Copy every one of the lines below without changing anything.

# [Records for the exercise]
+++
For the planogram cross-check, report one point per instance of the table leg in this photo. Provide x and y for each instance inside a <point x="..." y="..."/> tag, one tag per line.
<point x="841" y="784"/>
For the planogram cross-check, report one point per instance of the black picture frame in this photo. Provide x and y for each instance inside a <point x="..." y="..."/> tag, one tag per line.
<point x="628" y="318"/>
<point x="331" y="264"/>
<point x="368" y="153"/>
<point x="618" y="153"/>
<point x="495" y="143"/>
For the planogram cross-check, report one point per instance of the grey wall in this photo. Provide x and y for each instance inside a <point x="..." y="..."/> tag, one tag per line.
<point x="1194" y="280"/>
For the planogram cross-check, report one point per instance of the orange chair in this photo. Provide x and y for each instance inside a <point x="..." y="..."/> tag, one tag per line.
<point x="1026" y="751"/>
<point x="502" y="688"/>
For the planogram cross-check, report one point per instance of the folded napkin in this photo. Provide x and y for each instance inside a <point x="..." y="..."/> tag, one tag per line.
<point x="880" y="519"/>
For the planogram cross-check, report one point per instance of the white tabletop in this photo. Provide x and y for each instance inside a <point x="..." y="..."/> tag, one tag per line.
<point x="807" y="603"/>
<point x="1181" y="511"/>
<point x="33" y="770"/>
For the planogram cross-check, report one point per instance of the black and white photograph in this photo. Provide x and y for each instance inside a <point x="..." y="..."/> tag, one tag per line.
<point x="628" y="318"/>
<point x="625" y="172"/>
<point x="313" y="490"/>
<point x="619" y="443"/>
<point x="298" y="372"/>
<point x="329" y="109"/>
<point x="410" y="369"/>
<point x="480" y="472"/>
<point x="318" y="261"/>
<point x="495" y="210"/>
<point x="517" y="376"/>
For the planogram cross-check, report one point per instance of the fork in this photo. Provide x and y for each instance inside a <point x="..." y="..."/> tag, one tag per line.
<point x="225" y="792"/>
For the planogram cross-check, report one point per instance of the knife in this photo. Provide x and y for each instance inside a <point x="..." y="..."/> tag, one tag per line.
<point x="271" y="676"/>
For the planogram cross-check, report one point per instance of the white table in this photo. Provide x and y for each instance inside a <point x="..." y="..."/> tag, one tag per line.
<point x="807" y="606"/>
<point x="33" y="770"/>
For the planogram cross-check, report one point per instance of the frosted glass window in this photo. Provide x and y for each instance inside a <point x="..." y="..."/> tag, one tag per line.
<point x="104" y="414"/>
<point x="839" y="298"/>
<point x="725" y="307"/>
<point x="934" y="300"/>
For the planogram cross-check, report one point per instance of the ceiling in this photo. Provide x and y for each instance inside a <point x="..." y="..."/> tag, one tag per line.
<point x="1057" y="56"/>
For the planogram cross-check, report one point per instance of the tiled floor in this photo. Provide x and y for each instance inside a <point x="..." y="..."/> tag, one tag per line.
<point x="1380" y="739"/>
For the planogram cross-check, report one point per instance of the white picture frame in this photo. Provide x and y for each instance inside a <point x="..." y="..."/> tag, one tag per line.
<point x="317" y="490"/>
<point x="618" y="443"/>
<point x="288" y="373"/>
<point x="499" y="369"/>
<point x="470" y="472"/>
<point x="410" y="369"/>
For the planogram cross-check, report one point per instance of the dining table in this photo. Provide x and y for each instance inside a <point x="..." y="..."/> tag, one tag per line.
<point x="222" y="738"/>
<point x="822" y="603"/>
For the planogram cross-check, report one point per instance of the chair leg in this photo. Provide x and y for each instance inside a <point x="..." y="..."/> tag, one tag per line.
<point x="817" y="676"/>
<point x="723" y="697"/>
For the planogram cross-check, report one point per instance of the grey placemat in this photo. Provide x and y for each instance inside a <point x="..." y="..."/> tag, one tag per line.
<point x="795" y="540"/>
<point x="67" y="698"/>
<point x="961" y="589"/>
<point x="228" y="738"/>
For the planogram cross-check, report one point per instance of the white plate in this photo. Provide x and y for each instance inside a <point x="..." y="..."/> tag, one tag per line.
+++
# [Reply to the task]
For the planogram cross-check, report one point per instance of the table leg in this photo. Provide x and y for each instance inside a <point x="..." y="..."/> tag, one tag per line.
<point x="841" y="784"/>
For the planogram cross-check, report one point per instance of the black picture frame in this photo. Provide x and y for each instance inside a <point x="..." y="..."/> tag, one tag per line.
<point x="628" y="318"/>
<point x="331" y="264"/>
<point x="368" y="153"/>
<point x="618" y="153"/>
<point x="495" y="143"/>
For the planogram cross-check, report one point per instance of the grey wall in this photo. Provide x and y for each instance inside a <point x="..." y="..."/> tag, one tag per line.
<point x="1194" y="280"/>
For the planogram cross-check, report one point per instance of the orange chair in this photo. Provide x and y for each instance inside a <point x="..." y="..."/> tag, one tag per line.
<point x="1026" y="751"/>
<point x="502" y="688"/>
For the planogram cross-check, report one point per instance of the folded napkin in this photo. Provide x and y for each instance inside a <point x="..." y="..."/> tag, one tag per line.
<point x="880" y="519"/>
For the planogram cross-check, report one point per instance of the white tabletop in this photo. Provide x and y for each instance inside a <point x="..." y="..."/> tag, one tag per line.
<point x="807" y="603"/>
<point x="1181" y="511"/>
<point x="33" y="770"/>
For the planogram cross-check, report one point per instance of the black and white photograph in this photo. Provide x and y for each instance inside a <point x="..." y="..."/> tag, one tag per line.
<point x="628" y="318"/>
<point x="625" y="172"/>
<point x="313" y="490"/>
<point x="619" y="443"/>
<point x="298" y="372"/>
<point x="329" y="109"/>
<point x="410" y="369"/>
<point x="480" y="472"/>
<point x="318" y="261"/>
<point x="495" y="210"/>
<point x="517" y="376"/>
For the planogram cross-check, report one point per instance of the fork in this photo. Provide x and y for each instance inside a <point x="..." y="..."/> tag, one tag per line.
<point x="225" y="792"/>
For the planogram cross-check, report one point per instance of the knife in this photo. Provide x and y for each instance inside a <point x="..." y="..."/> tag, one tag per line.
<point x="271" y="676"/>
For the planogram cross-check, report one point per instance of the white table in this photo. Provide x and y for each instance inside a <point x="..." y="..."/> tag, one tag per line.
<point x="807" y="606"/>
<point x="33" y="770"/>
For the planogram cross-check, report one point per instance of the frosted glass window in this photo. Provide x and y for each instance inside a <point x="..." y="..."/> tag, one tag per line.
<point x="104" y="414"/>
<point x="839" y="298"/>
<point x="725" y="307"/>
<point x="934" y="300"/>
For the planogram cross-check, report one point per instance of the ceiling in this photo. Provide x and y for each instance inside a <point x="..." y="..."/> tag, one tag per line.
<point x="1057" y="56"/>
For the planogram cross-check, report one point per instance of the tiled floor in this photo. Provide x and y for each instance inside a <point x="..." y="..."/> tag, one tag per line.
<point x="1380" y="739"/>
For the planogram cross-check, report one point per instance of the white picture frame in this photo. Provide x and y for each instance inside a <point x="..." y="..."/> tag, one tag per line.
<point x="317" y="490"/>
<point x="618" y="443"/>
<point x="288" y="373"/>
<point x="499" y="369"/>
<point x="470" y="472"/>
<point x="410" y="369"/>
For the planogram cross-check, report one point per instance of the dining table in this photo. Provide x and y for each instance inside a <point x="..." y="..."/> tag, one tag per line.
<point x="222" y="738"/>
<point x="822" y="603"/>
For the planogram cross-check, report one point per instance of the chair leg in this photo. Provide x and y for each instance inside a <point x="..." y="..."/> tag, one tag per line.
<point x="817" y="676"/>
<point x="723" y="697"/>
For the planogram cross-check, report one point per instance of the grey placemat in this photo. Provide x and y for each instance inside a <point x="..." y="..."/> tag, one tag per line.
<point x="795" y="540"/>
<point x="67" y="698"/>
<point x="961" y="589"/>
<point x="228" y="738"/>
For the planogram cross-check, report one point per instance of the white plate in this photo. Provide x and y for each instance inside a <point x="..." y="..."/> tag, one tag per line.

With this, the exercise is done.